[Excerpt from a dataset]
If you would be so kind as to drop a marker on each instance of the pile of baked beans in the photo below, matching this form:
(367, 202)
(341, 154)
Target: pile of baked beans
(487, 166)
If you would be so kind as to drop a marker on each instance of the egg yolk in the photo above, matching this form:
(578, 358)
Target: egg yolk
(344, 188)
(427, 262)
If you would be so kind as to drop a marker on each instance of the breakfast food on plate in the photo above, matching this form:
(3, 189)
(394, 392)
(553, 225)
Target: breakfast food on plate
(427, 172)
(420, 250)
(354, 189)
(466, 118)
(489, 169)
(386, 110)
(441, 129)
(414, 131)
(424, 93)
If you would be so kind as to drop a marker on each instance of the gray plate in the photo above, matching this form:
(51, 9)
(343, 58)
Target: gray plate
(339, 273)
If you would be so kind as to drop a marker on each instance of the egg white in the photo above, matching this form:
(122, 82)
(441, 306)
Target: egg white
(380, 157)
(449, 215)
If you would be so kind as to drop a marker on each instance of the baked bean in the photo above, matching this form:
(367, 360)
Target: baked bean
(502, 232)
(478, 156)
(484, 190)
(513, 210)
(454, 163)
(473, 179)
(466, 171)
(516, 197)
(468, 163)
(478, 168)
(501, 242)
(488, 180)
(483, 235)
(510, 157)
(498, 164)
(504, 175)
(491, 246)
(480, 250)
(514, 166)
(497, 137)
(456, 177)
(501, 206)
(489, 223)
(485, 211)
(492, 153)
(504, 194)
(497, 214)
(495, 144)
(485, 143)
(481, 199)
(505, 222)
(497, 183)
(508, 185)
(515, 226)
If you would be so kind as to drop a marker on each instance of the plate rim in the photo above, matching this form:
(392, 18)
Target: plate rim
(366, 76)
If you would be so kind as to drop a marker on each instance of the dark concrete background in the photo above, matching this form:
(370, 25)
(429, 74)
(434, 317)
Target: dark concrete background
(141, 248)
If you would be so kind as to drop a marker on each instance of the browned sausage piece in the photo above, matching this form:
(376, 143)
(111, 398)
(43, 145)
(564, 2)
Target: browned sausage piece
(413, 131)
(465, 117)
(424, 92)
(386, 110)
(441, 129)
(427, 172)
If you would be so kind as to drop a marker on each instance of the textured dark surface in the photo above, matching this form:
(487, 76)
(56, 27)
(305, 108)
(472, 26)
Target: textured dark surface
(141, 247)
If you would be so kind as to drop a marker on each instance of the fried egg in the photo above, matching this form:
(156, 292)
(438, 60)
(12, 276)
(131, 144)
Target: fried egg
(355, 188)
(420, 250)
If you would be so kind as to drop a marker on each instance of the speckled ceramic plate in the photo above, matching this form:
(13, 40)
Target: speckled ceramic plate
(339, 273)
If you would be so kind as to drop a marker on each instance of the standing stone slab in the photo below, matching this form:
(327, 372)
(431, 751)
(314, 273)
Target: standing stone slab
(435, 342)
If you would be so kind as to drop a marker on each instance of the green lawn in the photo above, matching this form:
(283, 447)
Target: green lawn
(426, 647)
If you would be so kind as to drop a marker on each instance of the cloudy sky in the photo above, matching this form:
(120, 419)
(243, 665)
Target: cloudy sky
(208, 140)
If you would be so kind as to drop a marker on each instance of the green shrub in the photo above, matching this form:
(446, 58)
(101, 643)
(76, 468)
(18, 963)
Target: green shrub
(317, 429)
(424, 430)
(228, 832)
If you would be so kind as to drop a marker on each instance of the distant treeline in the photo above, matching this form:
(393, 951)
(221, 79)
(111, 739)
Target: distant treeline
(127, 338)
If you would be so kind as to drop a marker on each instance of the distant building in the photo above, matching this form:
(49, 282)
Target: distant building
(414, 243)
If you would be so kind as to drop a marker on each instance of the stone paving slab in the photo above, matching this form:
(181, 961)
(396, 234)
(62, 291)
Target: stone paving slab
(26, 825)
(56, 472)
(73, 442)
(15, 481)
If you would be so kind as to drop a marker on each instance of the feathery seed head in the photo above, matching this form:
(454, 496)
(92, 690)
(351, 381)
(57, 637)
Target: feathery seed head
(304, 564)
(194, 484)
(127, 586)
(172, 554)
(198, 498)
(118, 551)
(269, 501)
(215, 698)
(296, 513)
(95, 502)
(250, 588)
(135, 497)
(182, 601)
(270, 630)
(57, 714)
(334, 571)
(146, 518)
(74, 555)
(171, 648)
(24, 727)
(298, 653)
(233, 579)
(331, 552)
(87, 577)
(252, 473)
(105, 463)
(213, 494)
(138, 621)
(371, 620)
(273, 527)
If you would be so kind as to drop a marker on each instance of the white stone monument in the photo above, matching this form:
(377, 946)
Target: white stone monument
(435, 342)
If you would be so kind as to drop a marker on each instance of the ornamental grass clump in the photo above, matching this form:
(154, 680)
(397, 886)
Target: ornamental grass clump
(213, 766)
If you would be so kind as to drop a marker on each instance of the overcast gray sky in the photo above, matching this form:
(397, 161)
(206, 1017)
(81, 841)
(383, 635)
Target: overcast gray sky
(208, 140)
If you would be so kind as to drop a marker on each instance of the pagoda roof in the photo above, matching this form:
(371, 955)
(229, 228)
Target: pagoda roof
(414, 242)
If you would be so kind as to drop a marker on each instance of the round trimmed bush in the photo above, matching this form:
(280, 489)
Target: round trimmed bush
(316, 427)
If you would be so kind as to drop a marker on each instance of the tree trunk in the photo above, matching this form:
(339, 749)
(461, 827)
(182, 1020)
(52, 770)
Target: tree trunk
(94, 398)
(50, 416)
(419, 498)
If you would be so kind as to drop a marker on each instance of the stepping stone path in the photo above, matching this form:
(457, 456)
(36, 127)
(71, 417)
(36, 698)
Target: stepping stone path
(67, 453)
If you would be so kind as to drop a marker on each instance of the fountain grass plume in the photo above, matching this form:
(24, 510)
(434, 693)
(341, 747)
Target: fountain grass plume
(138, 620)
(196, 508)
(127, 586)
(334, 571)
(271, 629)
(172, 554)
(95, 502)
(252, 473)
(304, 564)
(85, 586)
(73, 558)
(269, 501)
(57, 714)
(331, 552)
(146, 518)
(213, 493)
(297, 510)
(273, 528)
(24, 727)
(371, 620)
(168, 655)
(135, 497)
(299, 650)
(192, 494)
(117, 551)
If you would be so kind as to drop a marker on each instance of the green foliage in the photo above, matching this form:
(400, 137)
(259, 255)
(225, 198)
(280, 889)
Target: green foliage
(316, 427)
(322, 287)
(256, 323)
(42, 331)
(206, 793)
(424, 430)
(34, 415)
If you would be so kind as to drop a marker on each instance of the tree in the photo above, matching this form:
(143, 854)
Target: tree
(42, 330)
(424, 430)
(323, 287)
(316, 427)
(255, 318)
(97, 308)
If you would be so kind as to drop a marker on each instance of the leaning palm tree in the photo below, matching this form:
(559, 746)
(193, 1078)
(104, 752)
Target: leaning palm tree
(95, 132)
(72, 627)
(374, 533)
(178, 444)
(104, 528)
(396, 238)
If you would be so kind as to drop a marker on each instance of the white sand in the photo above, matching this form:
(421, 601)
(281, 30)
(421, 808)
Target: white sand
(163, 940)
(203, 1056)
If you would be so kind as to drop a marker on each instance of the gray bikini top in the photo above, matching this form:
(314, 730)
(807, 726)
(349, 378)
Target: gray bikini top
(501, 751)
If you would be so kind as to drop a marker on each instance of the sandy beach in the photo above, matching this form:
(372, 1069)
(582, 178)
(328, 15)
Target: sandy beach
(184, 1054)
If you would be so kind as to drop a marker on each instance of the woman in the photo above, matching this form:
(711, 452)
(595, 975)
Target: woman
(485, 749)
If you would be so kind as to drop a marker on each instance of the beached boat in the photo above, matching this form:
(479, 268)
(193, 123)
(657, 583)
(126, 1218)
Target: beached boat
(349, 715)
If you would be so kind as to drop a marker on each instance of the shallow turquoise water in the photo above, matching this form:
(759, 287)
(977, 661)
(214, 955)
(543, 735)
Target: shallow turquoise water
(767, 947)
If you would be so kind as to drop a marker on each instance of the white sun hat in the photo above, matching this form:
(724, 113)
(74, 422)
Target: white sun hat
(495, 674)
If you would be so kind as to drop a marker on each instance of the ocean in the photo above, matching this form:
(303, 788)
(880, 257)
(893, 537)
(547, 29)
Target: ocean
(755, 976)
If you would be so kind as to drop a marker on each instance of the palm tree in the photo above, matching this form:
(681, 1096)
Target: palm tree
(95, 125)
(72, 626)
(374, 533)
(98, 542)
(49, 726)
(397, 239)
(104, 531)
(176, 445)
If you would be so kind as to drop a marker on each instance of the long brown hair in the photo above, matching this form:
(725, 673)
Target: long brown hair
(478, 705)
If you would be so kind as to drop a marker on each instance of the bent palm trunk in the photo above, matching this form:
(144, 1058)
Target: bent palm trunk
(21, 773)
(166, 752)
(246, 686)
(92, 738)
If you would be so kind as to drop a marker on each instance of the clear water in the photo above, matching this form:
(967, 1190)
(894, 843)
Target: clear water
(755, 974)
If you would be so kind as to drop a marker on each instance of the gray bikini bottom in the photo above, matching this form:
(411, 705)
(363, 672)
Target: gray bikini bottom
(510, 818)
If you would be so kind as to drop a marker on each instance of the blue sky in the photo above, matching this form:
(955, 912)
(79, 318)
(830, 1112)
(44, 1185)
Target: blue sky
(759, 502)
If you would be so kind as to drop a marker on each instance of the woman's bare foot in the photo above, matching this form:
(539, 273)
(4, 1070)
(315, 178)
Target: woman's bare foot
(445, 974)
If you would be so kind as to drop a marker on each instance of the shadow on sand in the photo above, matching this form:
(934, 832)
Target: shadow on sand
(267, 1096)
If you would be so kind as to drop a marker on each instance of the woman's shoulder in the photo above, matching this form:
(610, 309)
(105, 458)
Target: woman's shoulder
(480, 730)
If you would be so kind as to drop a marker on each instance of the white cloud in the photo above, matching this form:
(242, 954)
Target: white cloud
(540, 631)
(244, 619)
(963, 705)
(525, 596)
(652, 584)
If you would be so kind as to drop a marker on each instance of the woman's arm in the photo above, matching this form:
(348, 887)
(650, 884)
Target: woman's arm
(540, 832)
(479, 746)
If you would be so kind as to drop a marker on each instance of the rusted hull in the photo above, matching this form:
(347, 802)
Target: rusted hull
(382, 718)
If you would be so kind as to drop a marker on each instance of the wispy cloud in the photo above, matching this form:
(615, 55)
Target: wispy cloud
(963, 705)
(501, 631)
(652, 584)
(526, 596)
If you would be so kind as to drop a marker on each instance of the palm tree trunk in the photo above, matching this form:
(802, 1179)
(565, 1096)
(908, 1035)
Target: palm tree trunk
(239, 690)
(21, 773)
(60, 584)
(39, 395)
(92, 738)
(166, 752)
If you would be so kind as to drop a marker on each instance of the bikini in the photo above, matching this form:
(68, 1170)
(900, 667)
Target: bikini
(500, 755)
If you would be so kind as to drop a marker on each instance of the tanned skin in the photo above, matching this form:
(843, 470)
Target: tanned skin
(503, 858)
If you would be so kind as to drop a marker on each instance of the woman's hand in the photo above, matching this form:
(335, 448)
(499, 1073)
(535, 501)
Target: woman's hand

*DIRECTIONS FOR THIS TASK*: From the line holding "of the wispy" down to the final line above, quote every line exactly and only those lines.

*EXPECTED ANSWER*:
If you would be so kind as to drop a marker on each instance of the wispy cloud in the photo above, matching this form:
(615, 55)
Target: wispy cloud
(963, 705)
(501, 631)
(652, 584)
(526, 596)
If you would be so kind as to drop a marker on each instance of the palm tree trunk in the photo above, matching this form:
(802, 1179)
(565, 1096)
(908, 1035)
Target: palm tree trunk
(239, 690)
(21, 773)
(60, 584)
(39, 395)
(92, 738)
(166, 752)
If you would be so kind as to drop a marker on each instance of the bikini in the photo above, matching this form:
(68, 1170)
(900, 667)
Target: bikini
(500, 755)
If you would be so kind as to drop a marker on each instance of the tanned skin in the photo above, matching this form:
(843, 470)
Target: tanned skin
(503, 858)
If you would be so kind as to drop a marker on each instance of the woman's hand in the photo above, matching this form:
(335, 448)
(499, 1073)
(535, 501)
Target: woman's hand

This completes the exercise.